#### Exercise goal:
The lines to find are those in the entries that hold the word "green"; copy every one of them.

#### Data for processing:

_ _ _ _ _

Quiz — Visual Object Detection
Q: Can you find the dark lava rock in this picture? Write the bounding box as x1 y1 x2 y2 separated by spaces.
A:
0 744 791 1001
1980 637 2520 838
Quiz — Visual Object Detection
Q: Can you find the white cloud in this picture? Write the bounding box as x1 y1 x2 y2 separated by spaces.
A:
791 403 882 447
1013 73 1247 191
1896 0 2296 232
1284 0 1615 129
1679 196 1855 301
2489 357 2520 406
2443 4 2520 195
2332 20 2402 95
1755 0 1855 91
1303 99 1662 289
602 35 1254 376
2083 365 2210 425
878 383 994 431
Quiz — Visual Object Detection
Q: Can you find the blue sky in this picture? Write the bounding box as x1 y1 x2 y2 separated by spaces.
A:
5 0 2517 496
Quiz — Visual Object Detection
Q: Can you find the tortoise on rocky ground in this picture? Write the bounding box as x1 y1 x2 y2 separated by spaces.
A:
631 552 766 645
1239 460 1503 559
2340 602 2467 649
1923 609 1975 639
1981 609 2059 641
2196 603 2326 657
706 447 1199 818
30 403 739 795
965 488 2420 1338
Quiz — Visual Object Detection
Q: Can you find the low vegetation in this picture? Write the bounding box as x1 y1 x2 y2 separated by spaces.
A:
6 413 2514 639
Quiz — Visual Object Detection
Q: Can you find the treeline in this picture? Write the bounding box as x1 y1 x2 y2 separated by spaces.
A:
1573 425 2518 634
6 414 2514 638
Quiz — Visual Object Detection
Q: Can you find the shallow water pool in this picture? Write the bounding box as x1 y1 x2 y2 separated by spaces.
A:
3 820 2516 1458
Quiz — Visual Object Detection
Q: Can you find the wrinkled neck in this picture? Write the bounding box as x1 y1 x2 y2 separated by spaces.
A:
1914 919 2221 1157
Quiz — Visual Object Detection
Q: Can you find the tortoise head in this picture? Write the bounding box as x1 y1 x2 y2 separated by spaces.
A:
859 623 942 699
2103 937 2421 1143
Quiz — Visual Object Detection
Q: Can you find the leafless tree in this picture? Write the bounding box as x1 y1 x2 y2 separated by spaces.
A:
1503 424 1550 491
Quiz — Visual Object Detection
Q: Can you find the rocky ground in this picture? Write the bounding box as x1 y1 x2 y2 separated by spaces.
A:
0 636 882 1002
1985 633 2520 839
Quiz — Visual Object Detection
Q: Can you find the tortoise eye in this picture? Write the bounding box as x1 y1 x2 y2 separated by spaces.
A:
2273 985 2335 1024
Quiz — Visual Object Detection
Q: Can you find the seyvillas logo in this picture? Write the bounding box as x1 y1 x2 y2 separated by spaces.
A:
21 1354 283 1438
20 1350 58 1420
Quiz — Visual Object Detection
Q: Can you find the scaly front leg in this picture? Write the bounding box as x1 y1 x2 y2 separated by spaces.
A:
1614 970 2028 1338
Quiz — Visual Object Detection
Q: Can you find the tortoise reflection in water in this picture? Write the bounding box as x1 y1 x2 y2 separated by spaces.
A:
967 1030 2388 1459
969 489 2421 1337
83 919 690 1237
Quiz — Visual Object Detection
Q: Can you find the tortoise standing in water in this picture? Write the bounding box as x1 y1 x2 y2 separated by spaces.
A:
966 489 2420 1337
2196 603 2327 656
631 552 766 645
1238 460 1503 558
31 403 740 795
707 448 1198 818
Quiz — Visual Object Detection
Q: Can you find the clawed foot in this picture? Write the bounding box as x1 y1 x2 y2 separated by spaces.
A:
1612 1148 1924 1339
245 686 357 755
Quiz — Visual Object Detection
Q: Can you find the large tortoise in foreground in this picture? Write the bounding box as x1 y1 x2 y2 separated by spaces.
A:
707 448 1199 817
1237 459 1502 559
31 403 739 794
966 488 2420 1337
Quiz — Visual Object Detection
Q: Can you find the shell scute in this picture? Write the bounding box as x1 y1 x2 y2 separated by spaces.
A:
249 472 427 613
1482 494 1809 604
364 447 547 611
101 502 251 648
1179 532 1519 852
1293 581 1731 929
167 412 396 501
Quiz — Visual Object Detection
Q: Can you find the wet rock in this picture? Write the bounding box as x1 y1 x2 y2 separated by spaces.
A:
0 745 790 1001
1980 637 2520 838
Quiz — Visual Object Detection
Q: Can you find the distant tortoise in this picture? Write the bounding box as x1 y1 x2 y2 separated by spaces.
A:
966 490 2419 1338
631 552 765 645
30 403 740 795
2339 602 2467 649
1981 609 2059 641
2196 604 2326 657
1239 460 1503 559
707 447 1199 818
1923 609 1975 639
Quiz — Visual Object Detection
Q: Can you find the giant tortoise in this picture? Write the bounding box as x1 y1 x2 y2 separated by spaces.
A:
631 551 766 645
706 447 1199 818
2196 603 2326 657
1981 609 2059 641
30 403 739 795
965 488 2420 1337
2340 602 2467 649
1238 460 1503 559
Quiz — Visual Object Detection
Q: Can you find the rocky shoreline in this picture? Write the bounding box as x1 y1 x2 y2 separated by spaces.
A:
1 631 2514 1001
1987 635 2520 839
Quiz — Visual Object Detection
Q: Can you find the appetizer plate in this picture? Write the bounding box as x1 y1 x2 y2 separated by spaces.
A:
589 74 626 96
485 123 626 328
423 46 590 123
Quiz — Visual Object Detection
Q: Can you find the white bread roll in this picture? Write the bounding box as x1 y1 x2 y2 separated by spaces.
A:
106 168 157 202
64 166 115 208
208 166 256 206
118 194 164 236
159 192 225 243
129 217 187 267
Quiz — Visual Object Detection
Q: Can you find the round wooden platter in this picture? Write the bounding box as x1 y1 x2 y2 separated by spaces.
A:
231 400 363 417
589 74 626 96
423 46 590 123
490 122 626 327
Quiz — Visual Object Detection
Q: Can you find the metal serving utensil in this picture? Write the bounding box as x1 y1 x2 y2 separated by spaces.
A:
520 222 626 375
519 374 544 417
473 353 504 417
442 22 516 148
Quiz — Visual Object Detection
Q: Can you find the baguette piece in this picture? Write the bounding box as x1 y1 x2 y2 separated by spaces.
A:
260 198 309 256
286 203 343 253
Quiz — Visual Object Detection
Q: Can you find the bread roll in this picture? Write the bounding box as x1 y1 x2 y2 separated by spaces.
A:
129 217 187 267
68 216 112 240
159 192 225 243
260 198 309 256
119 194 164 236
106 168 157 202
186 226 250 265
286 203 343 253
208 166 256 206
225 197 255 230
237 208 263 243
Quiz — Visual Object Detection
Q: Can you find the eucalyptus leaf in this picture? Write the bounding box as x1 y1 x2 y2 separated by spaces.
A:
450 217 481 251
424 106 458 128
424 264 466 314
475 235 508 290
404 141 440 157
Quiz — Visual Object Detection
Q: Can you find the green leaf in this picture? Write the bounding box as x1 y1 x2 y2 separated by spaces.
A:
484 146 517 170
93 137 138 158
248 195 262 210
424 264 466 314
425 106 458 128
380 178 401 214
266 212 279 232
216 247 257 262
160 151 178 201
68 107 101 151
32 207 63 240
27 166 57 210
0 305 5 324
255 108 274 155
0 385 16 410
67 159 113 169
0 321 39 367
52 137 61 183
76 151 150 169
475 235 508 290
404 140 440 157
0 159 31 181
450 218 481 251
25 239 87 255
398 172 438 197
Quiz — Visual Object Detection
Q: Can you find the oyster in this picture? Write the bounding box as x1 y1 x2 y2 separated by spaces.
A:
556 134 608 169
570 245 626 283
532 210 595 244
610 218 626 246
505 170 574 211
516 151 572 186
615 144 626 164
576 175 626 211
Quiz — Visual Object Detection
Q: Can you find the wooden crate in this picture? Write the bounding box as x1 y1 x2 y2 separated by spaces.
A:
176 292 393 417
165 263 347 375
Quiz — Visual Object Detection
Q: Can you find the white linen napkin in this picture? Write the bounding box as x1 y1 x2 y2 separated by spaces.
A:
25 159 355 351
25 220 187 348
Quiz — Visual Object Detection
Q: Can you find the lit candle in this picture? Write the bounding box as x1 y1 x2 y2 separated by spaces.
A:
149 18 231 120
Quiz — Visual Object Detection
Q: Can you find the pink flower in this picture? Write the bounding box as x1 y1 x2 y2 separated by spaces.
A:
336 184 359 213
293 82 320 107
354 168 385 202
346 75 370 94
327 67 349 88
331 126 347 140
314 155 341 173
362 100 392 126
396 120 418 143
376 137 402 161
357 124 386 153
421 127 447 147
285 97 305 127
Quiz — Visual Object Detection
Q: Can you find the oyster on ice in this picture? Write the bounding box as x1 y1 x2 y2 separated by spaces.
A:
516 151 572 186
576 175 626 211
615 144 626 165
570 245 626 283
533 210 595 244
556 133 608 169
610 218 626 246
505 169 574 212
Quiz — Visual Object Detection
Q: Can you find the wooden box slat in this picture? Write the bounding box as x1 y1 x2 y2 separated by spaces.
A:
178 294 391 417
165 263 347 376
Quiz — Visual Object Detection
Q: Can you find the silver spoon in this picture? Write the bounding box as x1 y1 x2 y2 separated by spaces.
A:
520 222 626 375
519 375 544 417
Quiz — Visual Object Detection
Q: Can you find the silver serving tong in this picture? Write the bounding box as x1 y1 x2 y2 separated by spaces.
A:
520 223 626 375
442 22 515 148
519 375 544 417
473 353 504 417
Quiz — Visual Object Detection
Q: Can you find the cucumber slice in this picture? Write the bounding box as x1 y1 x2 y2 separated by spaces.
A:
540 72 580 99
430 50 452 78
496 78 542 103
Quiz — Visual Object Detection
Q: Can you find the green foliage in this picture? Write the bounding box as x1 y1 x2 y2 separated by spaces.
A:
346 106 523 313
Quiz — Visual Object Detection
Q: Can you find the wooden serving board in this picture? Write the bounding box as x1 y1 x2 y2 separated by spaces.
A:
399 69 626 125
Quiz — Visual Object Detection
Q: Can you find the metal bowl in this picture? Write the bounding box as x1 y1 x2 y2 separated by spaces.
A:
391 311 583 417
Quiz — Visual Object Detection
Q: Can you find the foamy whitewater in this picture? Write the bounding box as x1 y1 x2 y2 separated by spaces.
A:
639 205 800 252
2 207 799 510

_ _ _ _ _

#### Output for this exercise:
Q: Can you find the green leaf in this picture? Write the bounding box as x1 y1 x2 y2 separated by spaces.
Q: Can you find the green foliage in this picture? Write the bounding box as x1 y1 x2 y2 separated by spaces.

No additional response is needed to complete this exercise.